# Your goal
Nothing in the listing should be altered when it is copied, and no picture goes into the copy.

# Provided material
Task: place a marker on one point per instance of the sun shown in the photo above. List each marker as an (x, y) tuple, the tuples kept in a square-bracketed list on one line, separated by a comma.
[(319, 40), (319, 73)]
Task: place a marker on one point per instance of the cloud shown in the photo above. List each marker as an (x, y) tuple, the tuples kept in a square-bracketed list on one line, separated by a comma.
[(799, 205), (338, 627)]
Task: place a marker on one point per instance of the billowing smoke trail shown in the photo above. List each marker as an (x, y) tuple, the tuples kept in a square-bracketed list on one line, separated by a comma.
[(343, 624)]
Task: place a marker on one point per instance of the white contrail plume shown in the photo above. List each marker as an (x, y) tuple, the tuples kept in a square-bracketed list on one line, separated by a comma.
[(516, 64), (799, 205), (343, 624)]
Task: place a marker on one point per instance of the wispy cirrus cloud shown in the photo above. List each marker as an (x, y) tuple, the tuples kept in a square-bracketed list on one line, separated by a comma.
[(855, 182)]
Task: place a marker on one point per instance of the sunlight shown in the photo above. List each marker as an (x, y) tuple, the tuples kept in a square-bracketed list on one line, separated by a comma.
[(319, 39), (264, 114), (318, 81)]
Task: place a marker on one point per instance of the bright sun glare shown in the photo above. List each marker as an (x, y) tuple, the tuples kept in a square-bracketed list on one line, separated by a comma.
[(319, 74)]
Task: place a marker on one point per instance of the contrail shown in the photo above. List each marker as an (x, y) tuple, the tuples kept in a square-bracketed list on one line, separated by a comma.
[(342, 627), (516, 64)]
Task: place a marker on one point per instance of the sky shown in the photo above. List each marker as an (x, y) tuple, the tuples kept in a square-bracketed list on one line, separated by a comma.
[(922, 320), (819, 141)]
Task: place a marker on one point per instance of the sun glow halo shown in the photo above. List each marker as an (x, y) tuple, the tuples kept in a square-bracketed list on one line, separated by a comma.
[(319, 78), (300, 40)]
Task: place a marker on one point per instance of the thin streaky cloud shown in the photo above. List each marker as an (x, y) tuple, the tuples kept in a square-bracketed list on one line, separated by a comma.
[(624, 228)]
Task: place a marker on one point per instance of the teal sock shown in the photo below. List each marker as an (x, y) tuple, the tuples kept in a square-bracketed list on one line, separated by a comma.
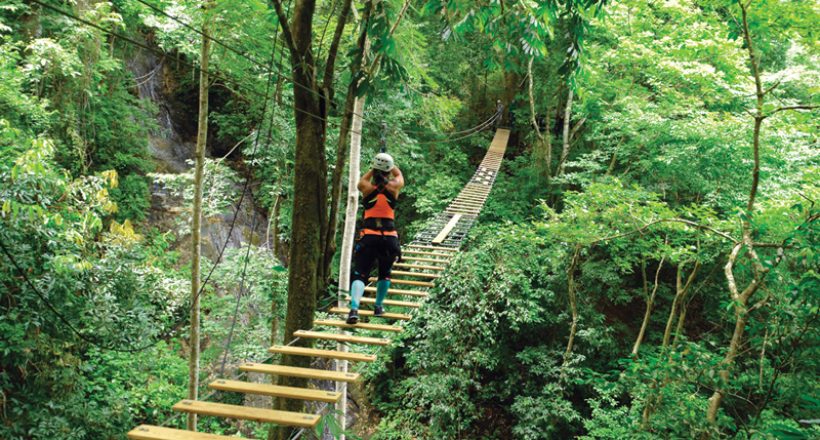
[(356, 292), (381, 291)]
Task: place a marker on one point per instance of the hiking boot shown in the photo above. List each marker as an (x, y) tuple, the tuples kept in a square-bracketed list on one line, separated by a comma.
[(353, 317)]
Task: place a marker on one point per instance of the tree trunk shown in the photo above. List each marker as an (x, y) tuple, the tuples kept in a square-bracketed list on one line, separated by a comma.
[(306, 277), (196, 227), (277, 208), (309, 197), (573, 306), (348, 237), (741, 299), (566, 144), (341, 147), (542, 147), (650, 302), (680, 296)]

# Task answer
Task: place a marker on one point per instance of the sun shown in the photo above. List each marker as an (x, y) tuple, the tuples kept in a square-bracketed list on one line, separated by a comma.
[(319, 40), (319, 73)]
Task: place a marker on one point per instance of the cloud shown in the photo above. List each marker as an (x, y) tuple, the tuples kept in a square-bracketed list on one line, separated by a comma.
[(799, 205), (338, 627)]
Task: place a marker on one point per instance of the billowing smoke trail shown in the photo above. List each marker as an (x, y) tuple, the tuples kept in a square-bracketed list on one line, separated by a comma.
[(343, 624)]
Task: place a marker on one point per instance of the white contrail plume shown in the photo above. List each marker as an (x, y) tuple, the tuples kept in a square-bracketed list on one line, separated by a comma.
[(516, 64), (799, 205), (343, 624)]
Task: place a marker on one point per instance of the wispy cirrus cloud shown in the photo above. List each marker as an (x, y) tuple, the tuples kept in a square-bracketed list on one line, separated by a comma.
[(855, 182)]
Task: place a marker on one point per instance of the sunlight shown in the photo above. List each marker as an (x, y) tuple, the tuples kept in a square-bracketed list on one line, separated by a comma.
[(319, 39), (264, 114), (318, 81)]
Task: place a marker on one point per instance of the bright sun glare shown in the photo above. List each marker as an (x, y) tuple, the tuples kept in a square-bracketed list on one line, separated by a comma.
[(319, 74)]
Task: place a marker on one point per instance of the contrail shown in the photo above. List each marker as an (x, y) tuple, the tuples kept in a square-bracketed list on one line, separated by a comma.
[(342, 627), (516, 64)]
Task: place a marker on one point per instance of the sky shown in the photo above. List each marker as an (x, y) tuple, the tuples kept in a square-bracketed list on one line, separated by a comma.
[(922, 320), (819, 141)]
Task: place a marker on one point per instance of the sun glow halo shown in the photo above. List each marker as an (x, y) tuple, the tuples kept in a square-bracketed list on one line, separated by a comma.
[(319, 78), (300, 40)]
Task: place a marker on one point per instance of the thin streaky cloud shown in the photo above. List each marker as an (x, y) tuple, the tuples kept in a square-bracketed list on one line, separated by a comma.
[(624, 228)]
Task: place a marker on one point per instance of the teal sock shown in the photo below. List each marker as an (x, y) tuple, the tuples kept in a square-bracketed list on one line, separated by a comma.
[(356, 292), (381, 291)]
Task: place a marker on one point per instance of the hiking boot shown in the photo above. List each marker as an (x, y) tuple, the tuples kept in a square-bracketed list on one line, separated by a comma.
[(353, 317)]
Task: place a marker on one point per instance of the tree trunk shown in the photo above. List each marker as an (x, y) tuple, the tuples kept in a square-bracketed list on one line, separated by a comma.
[(306, 277), (196, 227), (277, 208), (309, 197), (573, 306), (348, 237), (741, 299), (566, 144), (341, 147), (542, 147), (650, 302), (680, 296)]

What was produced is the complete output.